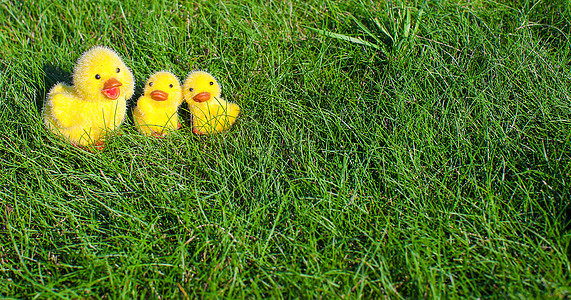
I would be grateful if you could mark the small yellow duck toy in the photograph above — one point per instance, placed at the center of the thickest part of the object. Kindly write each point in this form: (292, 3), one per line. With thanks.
(156, 111)
(211, 114)
(96, 103)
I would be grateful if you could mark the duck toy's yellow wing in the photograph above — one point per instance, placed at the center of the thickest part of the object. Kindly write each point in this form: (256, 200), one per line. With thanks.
(210, 113)
(96, 103)
(156, 113)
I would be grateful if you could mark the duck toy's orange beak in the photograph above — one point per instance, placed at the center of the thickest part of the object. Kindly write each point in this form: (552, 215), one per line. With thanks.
(204, 96)
(159, 95)
(111, 88)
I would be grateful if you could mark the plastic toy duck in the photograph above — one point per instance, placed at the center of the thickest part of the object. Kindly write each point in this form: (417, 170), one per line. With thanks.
(156, 111)
(96, 103)
(211, 114)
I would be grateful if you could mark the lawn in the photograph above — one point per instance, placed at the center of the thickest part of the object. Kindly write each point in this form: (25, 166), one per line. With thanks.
(417, 149)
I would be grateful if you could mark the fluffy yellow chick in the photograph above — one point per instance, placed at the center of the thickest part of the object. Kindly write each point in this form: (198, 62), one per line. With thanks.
(211, 114)
(96, 103)
(156, 111)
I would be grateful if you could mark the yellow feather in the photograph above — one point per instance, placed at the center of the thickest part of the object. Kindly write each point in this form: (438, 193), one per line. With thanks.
(85, 112)
(155, 115)
(211, 113)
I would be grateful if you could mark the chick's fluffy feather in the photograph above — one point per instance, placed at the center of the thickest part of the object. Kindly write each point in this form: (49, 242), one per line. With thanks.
(213, 115)
(155, 117)
(82, 113)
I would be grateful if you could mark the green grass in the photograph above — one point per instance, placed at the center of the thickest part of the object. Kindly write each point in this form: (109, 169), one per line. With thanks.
(429, 164)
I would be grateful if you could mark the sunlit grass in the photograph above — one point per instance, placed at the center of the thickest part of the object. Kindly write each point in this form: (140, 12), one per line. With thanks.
(437, 168)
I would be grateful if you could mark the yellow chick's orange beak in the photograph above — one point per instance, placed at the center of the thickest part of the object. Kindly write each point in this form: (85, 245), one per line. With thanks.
(159, 95)
(111, 88)
(204, 96)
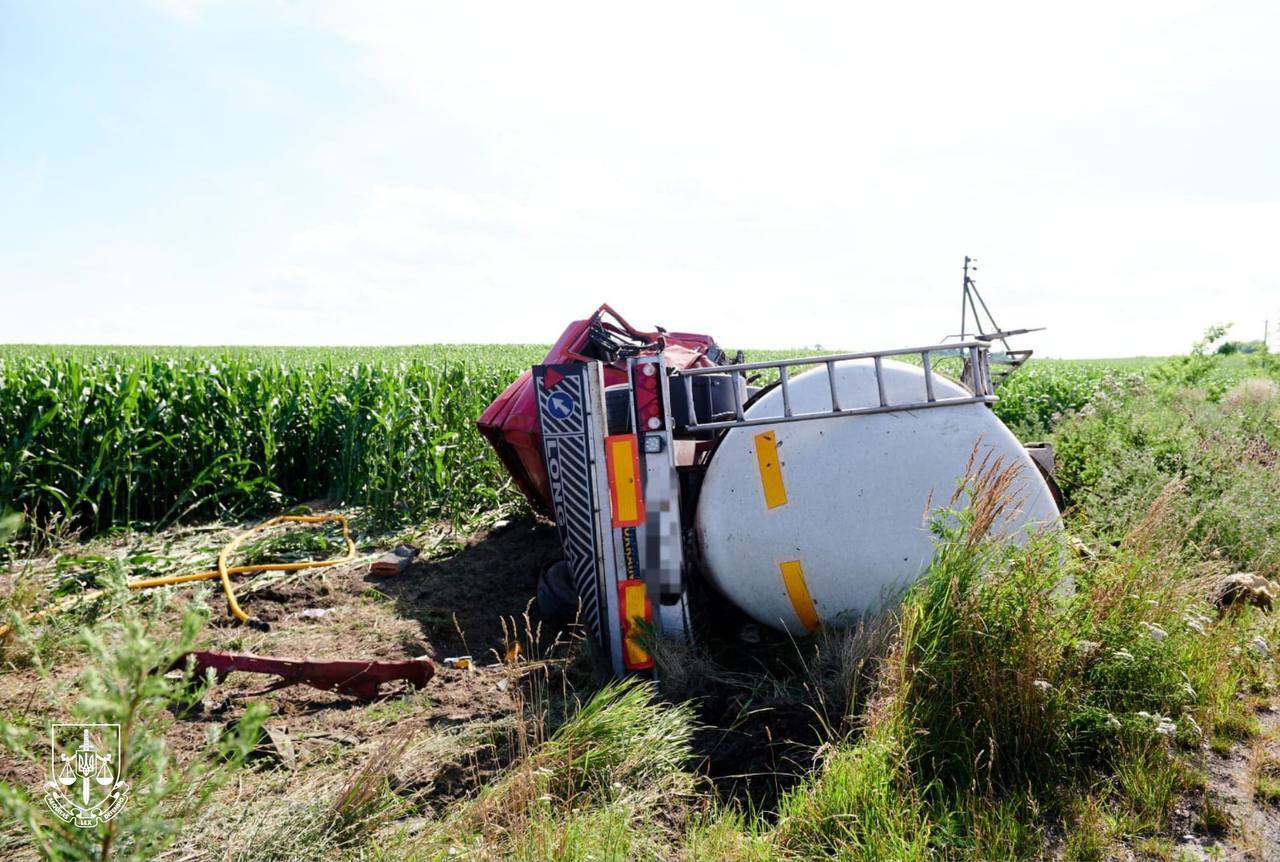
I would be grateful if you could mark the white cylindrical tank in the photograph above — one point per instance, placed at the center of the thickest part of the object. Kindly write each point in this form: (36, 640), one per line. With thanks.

• • •

What to produce: Copy every line of the material above word for word, but leave out the pictures.

Exercise answer:
I would be grateful if you could mark the small yellow duck toy in the photograph above — one point per instance, placed at the center of the thickest part of the object. Kindly write each point in this form: (292, 3), one per line. With thanks.
(156, 111)
(211, 114)
(96, 103)
I would be grateful if you could mark the duck toy's yellow wing in the photograph above — one point per instance, placed at the center of the thickest part of the object. Kindly write each point in this form: (256, 200), one per line. With thanks.
(210, 113)
(96, 103)
(156, 113)
I would be grateful if you could mark the duck toy's orange beak in the photograph above — one point per instance, placed at the center of the thickest part of the object. Kindly write each point in this form: (552, 215), one per line. With thanks.
(204, 96)
(159, 95)
(111, 88)
I would be grateful if you could mark the plastic toy duck in the photograph above — one point per instance, placed at the center of the thickest part of the object. Kindly write each point in this form: (417, 170), one per line. With thanks.
(156, 111)
(96, 103)
(211, 114)
I would be grateful if you could mark the lawn in the photograph above — one point per instance, placed at the center of the thickest part of the object. Kindly write each point in this form: (25, 166), one per line. With thanks.
(417, 149)
I would be grateful if you could mark the fluffy yellow chick in the photograph above — one point per instance, placed at the center of the thickest part of the object. Kindly write each point in this form: (198, 62), one per line. With thanks.
(211, 114)
(96, 103)
(156, 111)
I would be grateful if you could mark the yellow feather in the photograph above — one point per instance, placed at the center of the thickest part of the object. Kindly write each point in this form: (438, 193), one per line. With thanks.
(85, 112)
(155, 115)
(211, 113)
I would be grateful if you could mark the chick's fluffy feather in the photograph above — one point per instance, placed at the center of the thickest part of the object. Kindly write each point in this form: (49, 242), one per line. With thanks.
(213, 115)
(155, 117)
(82, 113)
I would be grateful if you could mark the green grass in the photograph above — one point per instance, placed at the center of the thickest part of the object. Kindly write each point in this form: (109, 169), one per line. With thanks.
(429, 164)
I would be grateful if you could mark the sunlit grass in the photograph above — one point per instance, placed at the center of the thickest part of the object. Kindly write each point in this form: (140, 12), one per line. With thanks.
(437, 168)
I would be grateful if you could mark the yellow chick's orange beak in the photograph above — one point per instance, placed at the center of the thickest part of the object. Kindly write each point in this form: (85, 245), one per line. With thanks.
(159, 95)
(111, 88)
(204, 96)
I would be grateful if you could mark the white cylindrical tank in the photograph above — one point per instance, placed at the center of the thickest part of the object. Kindly write each point in this form: (36, 640), one per line. With thanks.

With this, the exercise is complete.